WORK TO COMPLETE ▸ Print each line of the listing once more, precisely as given.

>> start DATA TO PROCESS

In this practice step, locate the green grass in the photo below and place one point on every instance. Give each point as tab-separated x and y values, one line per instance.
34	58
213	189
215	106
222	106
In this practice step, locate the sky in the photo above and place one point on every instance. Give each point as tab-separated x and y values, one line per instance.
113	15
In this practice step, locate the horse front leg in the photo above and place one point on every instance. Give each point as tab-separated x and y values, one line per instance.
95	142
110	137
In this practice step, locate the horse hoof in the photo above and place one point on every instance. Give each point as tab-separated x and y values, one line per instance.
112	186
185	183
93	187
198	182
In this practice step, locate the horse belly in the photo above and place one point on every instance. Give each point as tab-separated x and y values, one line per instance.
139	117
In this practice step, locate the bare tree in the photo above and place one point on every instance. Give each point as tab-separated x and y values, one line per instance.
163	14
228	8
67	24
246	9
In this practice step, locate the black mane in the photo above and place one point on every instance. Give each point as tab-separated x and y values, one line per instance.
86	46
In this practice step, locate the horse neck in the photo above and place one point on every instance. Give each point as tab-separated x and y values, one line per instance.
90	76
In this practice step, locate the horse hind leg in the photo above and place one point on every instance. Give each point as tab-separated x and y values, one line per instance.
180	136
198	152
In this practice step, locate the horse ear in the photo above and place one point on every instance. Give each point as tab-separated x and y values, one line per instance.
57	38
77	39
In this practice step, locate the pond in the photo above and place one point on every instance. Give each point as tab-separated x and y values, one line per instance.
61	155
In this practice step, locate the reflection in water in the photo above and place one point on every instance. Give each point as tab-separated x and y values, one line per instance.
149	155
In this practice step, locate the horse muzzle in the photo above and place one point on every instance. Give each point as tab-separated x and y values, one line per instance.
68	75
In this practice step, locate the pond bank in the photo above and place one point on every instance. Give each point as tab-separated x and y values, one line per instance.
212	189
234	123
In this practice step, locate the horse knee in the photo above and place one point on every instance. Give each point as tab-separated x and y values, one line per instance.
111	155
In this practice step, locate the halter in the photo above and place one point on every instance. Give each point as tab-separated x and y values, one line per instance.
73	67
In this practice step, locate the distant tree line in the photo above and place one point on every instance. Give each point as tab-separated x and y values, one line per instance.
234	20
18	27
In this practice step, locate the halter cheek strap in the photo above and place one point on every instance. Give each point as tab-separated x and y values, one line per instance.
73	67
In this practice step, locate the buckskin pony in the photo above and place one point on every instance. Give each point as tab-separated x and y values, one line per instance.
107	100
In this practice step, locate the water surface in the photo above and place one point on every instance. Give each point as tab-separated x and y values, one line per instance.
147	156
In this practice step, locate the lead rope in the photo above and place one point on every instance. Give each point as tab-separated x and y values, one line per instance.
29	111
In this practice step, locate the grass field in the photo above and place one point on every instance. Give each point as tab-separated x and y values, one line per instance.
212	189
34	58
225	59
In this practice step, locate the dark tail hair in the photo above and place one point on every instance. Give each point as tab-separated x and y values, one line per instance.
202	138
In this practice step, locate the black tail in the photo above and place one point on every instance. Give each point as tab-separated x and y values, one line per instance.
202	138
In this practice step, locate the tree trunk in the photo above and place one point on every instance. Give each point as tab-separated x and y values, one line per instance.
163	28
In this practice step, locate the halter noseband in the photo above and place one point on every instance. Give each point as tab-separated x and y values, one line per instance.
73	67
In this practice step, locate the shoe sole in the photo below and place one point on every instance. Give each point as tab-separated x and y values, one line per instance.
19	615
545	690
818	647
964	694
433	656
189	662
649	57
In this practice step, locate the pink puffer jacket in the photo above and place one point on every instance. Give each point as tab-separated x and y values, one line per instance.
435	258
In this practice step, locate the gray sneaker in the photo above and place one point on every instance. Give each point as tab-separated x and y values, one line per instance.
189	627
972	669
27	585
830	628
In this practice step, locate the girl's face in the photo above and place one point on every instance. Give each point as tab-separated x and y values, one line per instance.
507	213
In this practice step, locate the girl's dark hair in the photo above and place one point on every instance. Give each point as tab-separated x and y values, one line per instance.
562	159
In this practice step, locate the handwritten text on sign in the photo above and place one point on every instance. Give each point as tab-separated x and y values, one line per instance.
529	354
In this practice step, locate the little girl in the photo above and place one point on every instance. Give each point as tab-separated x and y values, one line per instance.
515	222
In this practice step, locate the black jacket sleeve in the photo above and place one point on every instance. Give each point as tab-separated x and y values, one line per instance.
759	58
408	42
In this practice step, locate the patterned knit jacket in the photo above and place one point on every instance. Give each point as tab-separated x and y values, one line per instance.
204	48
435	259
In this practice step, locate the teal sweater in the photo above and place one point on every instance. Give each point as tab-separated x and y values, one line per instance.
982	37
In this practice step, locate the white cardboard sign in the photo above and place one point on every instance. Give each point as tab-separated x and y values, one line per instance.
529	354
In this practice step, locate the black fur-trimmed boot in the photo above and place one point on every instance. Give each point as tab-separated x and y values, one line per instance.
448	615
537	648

>> end DATA TO PROCESS

THE RESULT ▸
In this practice step, locate the green grass in the photo below and place one point on every instance. Give each point as tab-separated x and y values, one line per instance.
34	58
213	189
215	106
222	106
In this practice step, locate the sky in the photo above and place one point on every instance. Give each point as tab-separated x and y values, one line per instance.
113	15
In this practice step, locate the horse front leg in the photo above and place one point on every instance. Give each point as tab-separated x and y values, one line per instance.
95	142
110	137
In this practice step, locate the horse hoof in the photo above and place one point on every instance. Give each point as tab-separated x and y values, one line per instance.
112	186
185	183
93	187
198	182
In this practice step, locate the horse belly in the photo above and place one point on every instance. Give each point as tab-separated x and y values, one line per instance.
139	117
In this practice step, locate the bare tree in the photo above and place one point on every instance. Give each point as tab-separated x and y values, one line per instance.
163	14
228	8
67	24
246	9
In this practice step, locate the black mane in the photo above and place one point on every instance. Give each point as tab-separated x and y values, one line per instance.
86	46
In this practice step, locate the horse neck in the photo above and place one point on every instance. Give each point as tab-separated x and y values, one line per instance.
90	76
In this practice step, locate the horse hind leg in the photo above and place one point on every instance. Give each point as tab-separated x and y values, one line per instance.
180	136
198	152
In this practice step, locate the horse ear in the photo above and place one point on every instance. Give each point as tab-separated x and y values, one line per instance.
57	38
77	39
In this practice step, locate the pond in the photo above and place one point on every instance. Give each point as tab-separated x and y values, one line per instance.
61	155
In this practice step, locate the reflection in water in the photo above and place one point on every instance. Give each point as tab-separated x and y values, one line per instance.
149	155
In this practice step, locate the horse muzzle in the photo above and place one point on every instance. Give each point as tab-separated x and y values, one line per instance.
68	75
In this practice step, locate the pond bank in the photo above and place one point on every instance. Give each point as tab-separated x and y values, one line per instance.
212	189
234	123
In this practice step, locate the horse knee in the photo above and place one point on every instance. Give each point as tab-separated x and y values, one line per instance.
111	155
In this practice step, locate the halter in the photo above and place one point on every instance. Give each point as tab-separated x and y values, one line per instance.
73	67
In this practice step, locate the distant tree line in the photo above and place one point on every instance. Give each point as tab-separated x and y values, one line per instance.
234	20
18	27
In this practice step, locate the halter cheek strap in the photo above and place one point on every instance. Give each point as tab-separated x and y values, one line per instance.
73	67
In this practice step, locate the buckskin pony in the photo above and place one point on every instance. Give each point as tab-separated x and y values, one line per instance.
107	100
In this practice step, locate the water surface in the photo above and place one point on every instance. Give each point as tab-separated x and y values, one line per instance.
147	156
In this practice step, locate the lead rope in the photo above and place one point on every instance. Give each point as tab-separated x and y values, one line per instance.
29	111
In this practice step, locate the grass field in the photo above and place one point on every instance. Give each point as tab-separated x and y values, one line per instance.
212	189
34	58
225	59
In this practice step, locate the dark tail hair in the photo above and place one point on every instance. Give each point as tab-separated x and y values, one line per instance.
202	138
In this practice step, locate the black tail in the photo above and place one point on every instance. Give each point as tab-separated x and y values, one line per instance.
202	138
In this practice step, locate the tree trunk in the photo above and place one point on every instance. Give each point as tab-separated x and y values, one line per instance.
163	28
In this practice step, locate the halter noseband in the photo above and place one point on every instance. Give each point as tab-separated x and y values, one line per instance.
73	67
In this practice step, locate the shoe sole in the photo below and place one point on every instance. Give each point as tab-separated x and y values, one line per instance.
19	615
545	690
818	647
964	694
433	656
189	662
649	57
In this practice step, locate the pink puffer jacket in the photo above and place one point on every instance. Give each point as tab-separated x and y values, one line per instance.
435	258
In this practice step, locate the gray sneaker in the photo above and place one point on every instance. Give each point as tab-separated x and y values, one line per instance.
189	627
972	669
27	585
830	628
In this practice step, locate the girl's face in the photo above and place one point on every instance. Give each point as tab-separated x and y values, one line per instance.
507	213
In this practice step, locate the girl's dark hair in the photo above and place one point on every instance. Give each point as tab-separated x and y values, one line per instance.
562	159
In this practice step, locate the handwritten text on sign in the photo above and place one point on every instance. Give each point as tab-separated x and y values, one line per instance.
529	354
In this practice step, locate the little girl in the photo above and place one point on every instance. Give each point as tab-separated x and y values, one line per instance.
515	222
In this practice step, locate the black jacket sleeve in the photo above and place one point on every instance. Give each point as tab-separated x and y values, one line per instance.
759	58
408	42
In this practice step, locate the patterned knit jacket in the photo above and place one point on every instance. Give each point as tab-separated x and y values, one line per instance.
204	48
435	259
In this practice step, locate the teal sweater in the photo above and place one point on every instance. Give each point as tab-separated x and y values, one line per instance.
982	37
In this practice step, locate the white cardboard sign in the photo above and place one point on every instance. Give each point as tab-separated x and y values, one line per instance.
529	354
In this practice step, locate the black fur-trimmed boot in the photo above and place one point on every instance. Give each point as tab-separated x and y values, one line per instance.
448	615
537	648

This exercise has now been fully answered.